## Aufgaben
[a] Wo lebte Sauerbruch laut dem Text über Ferdinand Sauerbruch mit seiner zweiten Frau bis zu seinem Tod?
[b] Schreibe den Text über Ferdinand Sauerbruch nach seinem letzten Satz weiter.

## Seitentext
============================================================
Der am 3. Juli 1875 in Barmen im heutigen Wuppertal geborene Mediziner besaß ein Haus in der Koblanckstraße 1 in Wannsee. Er entdeckte das zum Verkauf stehende Grundstück bei einem Spaziergang mit seiner damaligen Frau Ada und Margarete Oppenheim. Dem leidenschaftlichen Reiter gefiel das Anwesen vor allem deshalb, weil es einen Pferdestall hatte und die Möglichkeit bot, einen Reitplatz zu bauen. Zu seinen Patienten und Freunden zählte unter anderem der Maler Max Liebermann, von dem das bekannte Portrait Sauerbruchs stammt. Das Haus steht nicht mehr, es wurde abgerissen und ein Schulungszentrum errichtet. Heute ehrt die Sauerbruchstraße in Wannsee den berühmten Professor. Mit seiner zweiten Frau Margot, die selbst Internistin war, lebte er bis zu seinem Tod in der Herthastraße 11 in Grunewald.

Ferdinand Sauerbruch war eine umstrittene Persönlichkeit. Vor allem seine Rolle im Nationalsozialismus war zwiespältig. Er gehörte zu den wenigen, die am Trauerzug von Max Liebermann teilnahmen und warnte im Januar 1937 vor Hitler, den er seit 1920 kannte. Er nannte ihn einen Grenzfall zwischen Genie und Wahnsinn. Andererseits war er Mitglied des Reichsforschungsrats, unterstützte Forschungsprojekte der SS und bekam das Ritterkreuz zum Kriegsverdienstkreuz mit Schwertern verliehen.
============================================================
## Daten
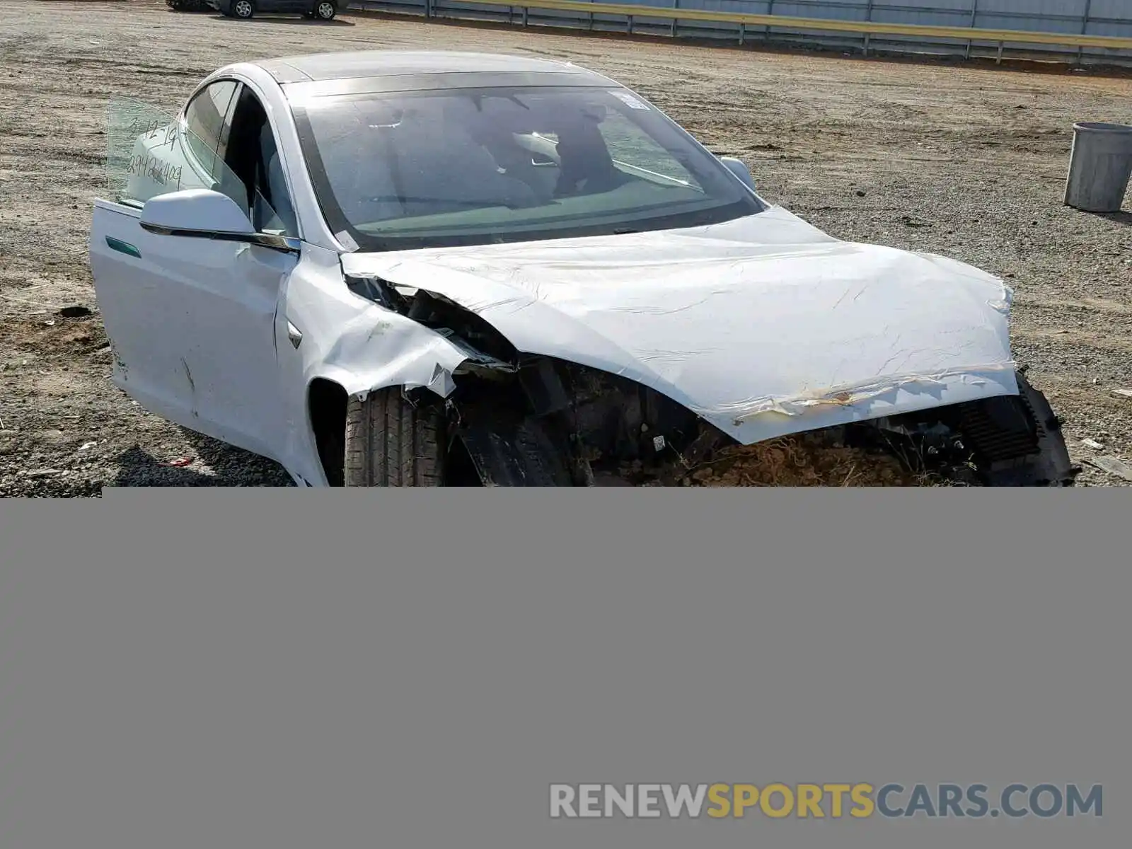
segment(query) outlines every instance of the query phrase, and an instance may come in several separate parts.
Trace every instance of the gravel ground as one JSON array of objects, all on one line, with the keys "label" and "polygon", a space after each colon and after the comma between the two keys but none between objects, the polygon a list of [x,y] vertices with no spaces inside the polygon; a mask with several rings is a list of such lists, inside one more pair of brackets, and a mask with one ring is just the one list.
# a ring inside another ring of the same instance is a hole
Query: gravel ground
============================================================
## Lösungen
[a] In der Herthastraße 11 in Grunewald.

[b]
Sein Ruhm beruhte vor allem auf der Einführung eines Verfahrens, dass die operative Eröffnung des Brustkorbs ermöglichte. Normalerweise wird dabei der im Brustkorb herrschende Unterdruck aufgehoben und die Lunge kollabiert. 1904 konstruierte Sauerbruch eine Kammer, in der ein Unterdruck herrschte, so dass Brustoperationen von den Druckverhältnissen her problemlos durchgeführt werden konnten. Außerdem entwickelte er eine Oberarmprothese, bei der ein Kanal durch die Oberarmmuskulatur geführt wurde. Obwohl sich der sogenannte „Sauerbruch-Arm“ als problematisch erwies, da häufig Entzündungen im Kanal auftraten, half er vielen Soldaten. Einer seiner Patienten war Claus Graf Schenk von Stauffenberg, der jedoch eine andere Prothese als den Sauerbruch-Arm erhielt. Der Vorteil der von Sauerbruch entwickelten Prothese bestand darin, dass die noch vorhandenen Bewegungsreflexe des Oberarms für die Prothese des Unterarms genutzt werden konnten. Der bekannte Kunstmaler und Bildhauer Herbert Weber, der im Ersten Weltkrieg beide Hände verlor, wurde von Professor Sauerbruch erfolgreich operiert. Durch die beiden Weltkriege wurde der „Sauerbruch-Arm“ weit verbreitet. Aber auch bei der Heilung von Tuberkulosekranken sowie in der Herz-, Magen- und Speiseröhrenchirurgie trug Sauerbruch zu erheblichen Fortschritten bei.

Nach dem Ende des Zweiten Weltkriegs war Sauerbruch kurzzeitig Gesundheitsstadtrat in Berlin, doch schon im Oktober 1945 wurde er aufgrund des Vorwurfs, zur Steigerung des Ansehens des Nationalsozialistischen Regimes beigetragen zu haben, wieder entlassen. Er operierte noch einige Zeit in einer Privatklinik in Grunewald, obwohl seine Fähigkeiten aufgrund von Demenz nachließen. Nach seinem Tod im Jahr 1951 fand er auf dem neuen Friedhof in Wannsee an der Lindenstraße seine letzte Ruhestätte.